Tugas Latihan A:
Menurut kutipan tentang keselamatan mendaki gunung, mengapa pendaki gunung sejati ingin terus hidup?
Tugas Latihan B:
Lanjutkan tulisan tentang keselamatan mendaki gunung itu mulai dari bagian terakhirnya.

Kutipan untuk Dibaca:
Tuesday, January 28, 2014

Mendakilah TAPI JANGAN Cari MATI

foto from Google
Mendaki gunung itu memang menyenangkan, tapi kalau ”banyak yang mati” itu sangat menyedihkan. Demam mendaki ramai lagi di kalangan anak muda sekarang. Entah sekedar ikut trend atau memang panggilan hati. Kini semua orang bisa mendaki gunung, tapi [sayang] tak semuanya bisa pulang dengan selamat.
Jangan jejali otak kita dengan pendapat subyektif orang yang ngawur tentang sebuah gunung. Ingatlah! Mereka beruntung tapi belum tentu dengan kita. Mereka merasa gampang mendakinya, tapi belum tentu dengan kita. Sebab kita memang punya pengetahuan dan persiapan yang berbeda, sekaligus takdir masing-masing. Jangan termakan istilah,”gunung mudah, gunung wisata, gunung pendek, anak kecil aja bisa mendakinya, dll” atau pendapat ngawur yang memberikan penilaian sepihak.
Ingat! Gunung tetaplah gunung. Tak gampang untuk diklasifikasikan kelas berat atau kelas ringan. Soal grade itu relatif. Bukan pula soal ketinggian mdpl-nya. Tapi semua bergantung pada situasi dan kondisi cuaca yang dihadapi, serta skill dan stamina yang kita miliki saat itu. Ada pendaki yang begitu jago saat berada di 8.000-an, tapi kemudian malah tewas di gunung 5.000-an. Bahkan ada yang tewas saat mendaki ulang untuk yang kesekian kalinya. Jangan juga menjadi lebay mengaku jadi pendaki sejati yang [kalo bisa] milih mati di gunung. Pendaki gunung sejati itu [kalo bisa] kepingin hidup terus, agar bisa terus mendaki puncak-puncak gunung lainnya.

Data yang Diberikan:
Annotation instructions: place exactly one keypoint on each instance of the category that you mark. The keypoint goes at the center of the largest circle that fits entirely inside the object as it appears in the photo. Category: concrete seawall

Jawaban Tugas A:
Agar bisa terus mendaki puncak-puncak gunung lainnya.

Jawaban Tugas B:
Jangankan kita yang masih [mohon maaf] jarang-jarang mendaki, apa lagi yang belum pernah, berani berangkat mendaki dengan persiapan ala kadar. Mendadak berangkat karena ajakan teman. Sebagai contoh kasus, mereka yang dikenal jago di gunung saja bisa mati. Sebut saja Norman Edwin, Didiek Samsu, mereka tewas di Aconcagua, 1992. Lalu pendaki legend dunia, sebut saja George L. Mallory [tewas di Everest, 1924], Peter Boardman [Everest, 1982], Jerzy Kukuczka [Lhotse, 1989], Wanda Rutkiewiecz [Khangchengjunga, 1992]. Mereka punya prestasi yang mengagumkan dan sudah ‘bulukan’ di angka 8000-an. Mereka dikenal punya perhitungan yang matang dan berpengalaman. Tapi semuanya tewas di gunung? Tewas di arena biasa mereka bermain dan lakoni. Apa lagi Jerzy yang sudah mengantungi ke-14 Gunung Kematian.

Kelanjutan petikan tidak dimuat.